EXTRAIT DU TEXTE
○ ○ ○ ○

Selon l'article R. 133-8 du code de la sécurité sociale en vigueur du 01 janvier 2014 au 01 janvier 2020 ici applicable, lorsqu'il ne résulte pas d'un contrôle effectué en application de l'article L. 243-7 du présent code (...), tout redressement consécutif au constat d'un délit de travail dissimulé est porté à la connaissance de l'employeur ou du travailleur indépendant par un document daté et signé par le directeur de l'organisme de recouvrement, transmis par tout moyen permettant de rapporter la preuve de sa date de réception.

Ce document rappelle les références du procès-verbal pour travail dissimulé établi par un des agents mentionnés à l'article L. 8271-7 du code du travail et précise la nature, le mode de calcul et le montant des redressements envisagés. Il informe l'employeur ou le travailleur indépendant qu'il a la faculté de présenter ses observations dans un délai de trente jours et de se faire assister par une personne ou un conseil de son choix.

○ ○ ○ ○

ENTRÉES
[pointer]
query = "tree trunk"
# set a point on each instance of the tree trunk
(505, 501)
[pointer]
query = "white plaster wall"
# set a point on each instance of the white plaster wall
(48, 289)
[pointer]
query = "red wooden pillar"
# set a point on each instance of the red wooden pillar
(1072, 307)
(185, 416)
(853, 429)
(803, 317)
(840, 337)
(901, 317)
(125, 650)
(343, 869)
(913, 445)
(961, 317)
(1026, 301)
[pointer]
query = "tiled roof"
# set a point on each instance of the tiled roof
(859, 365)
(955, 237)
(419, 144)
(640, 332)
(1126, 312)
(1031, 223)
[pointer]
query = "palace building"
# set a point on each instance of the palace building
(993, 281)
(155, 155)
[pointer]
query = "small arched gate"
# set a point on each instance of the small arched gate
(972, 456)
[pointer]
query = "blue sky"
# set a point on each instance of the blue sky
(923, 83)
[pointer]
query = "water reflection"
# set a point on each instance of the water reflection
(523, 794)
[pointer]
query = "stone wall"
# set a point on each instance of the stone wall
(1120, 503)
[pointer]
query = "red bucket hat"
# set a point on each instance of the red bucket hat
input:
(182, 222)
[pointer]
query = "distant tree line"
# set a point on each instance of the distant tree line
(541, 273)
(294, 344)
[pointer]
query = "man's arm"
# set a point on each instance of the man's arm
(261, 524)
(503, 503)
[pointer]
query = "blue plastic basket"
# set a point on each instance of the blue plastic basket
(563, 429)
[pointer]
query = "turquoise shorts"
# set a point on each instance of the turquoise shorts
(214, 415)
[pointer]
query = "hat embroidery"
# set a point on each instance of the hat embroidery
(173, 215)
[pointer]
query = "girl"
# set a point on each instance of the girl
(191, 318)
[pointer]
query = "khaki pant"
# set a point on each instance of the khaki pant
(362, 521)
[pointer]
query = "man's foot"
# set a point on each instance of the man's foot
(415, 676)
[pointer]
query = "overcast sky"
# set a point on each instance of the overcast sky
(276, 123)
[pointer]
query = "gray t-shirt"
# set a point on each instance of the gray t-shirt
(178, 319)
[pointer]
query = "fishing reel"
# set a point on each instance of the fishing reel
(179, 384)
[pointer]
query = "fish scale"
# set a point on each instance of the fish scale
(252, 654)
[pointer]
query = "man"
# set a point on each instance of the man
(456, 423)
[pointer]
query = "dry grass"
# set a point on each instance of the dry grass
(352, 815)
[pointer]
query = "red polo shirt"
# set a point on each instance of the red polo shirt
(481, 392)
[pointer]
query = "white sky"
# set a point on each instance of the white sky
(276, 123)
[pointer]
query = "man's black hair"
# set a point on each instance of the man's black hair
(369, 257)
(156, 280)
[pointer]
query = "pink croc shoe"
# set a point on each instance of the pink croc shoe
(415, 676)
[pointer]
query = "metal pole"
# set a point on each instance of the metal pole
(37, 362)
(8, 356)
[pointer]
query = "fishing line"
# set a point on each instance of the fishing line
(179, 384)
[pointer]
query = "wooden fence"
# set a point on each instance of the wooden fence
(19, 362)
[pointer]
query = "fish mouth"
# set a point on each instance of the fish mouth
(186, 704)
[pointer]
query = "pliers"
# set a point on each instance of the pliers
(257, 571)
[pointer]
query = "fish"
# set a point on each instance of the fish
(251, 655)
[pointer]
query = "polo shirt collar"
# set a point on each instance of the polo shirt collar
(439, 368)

○ ○ ○ ○

DÉFI
Rédigez la suite de l'extrait sur le redressement consécutif au travail dissimulé, en partant de sa dernière phrase.

LA RÉPONSE
Par ailleurs, selon les articles L.8271-1 et suivants du code du travail, les infractions constitutives de travail illégal ou dissimulé et les infractions au 1er alinéa de l'article 3 de la loi n°75-1334 du 31 décembre 1975 relative à la sous-traitance sont recherchées et constatées par les agents de contrôle mentionnés à l'article L. 8271-1-2 parmi lesquels les officiers et agents de police judiciaire, dans la limite de leurs compétences respectives en matière de travail illégal. Ces agents se communiquent réciproquement tous renseignements et tous documents utiles à l'accomplissement de leur mission de lutte contre le travail illégal.

Et selon l'article L.8271-8 du même code, les infractions aux interdictions du travail dissimulé sont constatées au moyen de procès-verbaux qui font foi jusqu'à preuve du contraire.

* sur la nature juridique du contrôle et la validité de la lettre d'observations du 03 octobre 2016

La société intimée soutient que le contrôle ayant été effectué dans le cadre de l'article R. 133-8 du code de la sécurité sociale exclusif de la procédure de contrôle de droit commun, le défaut de signature de la lettre d'observations par un des inspecteurs y ayant procédé entraîne la nullité du redressement.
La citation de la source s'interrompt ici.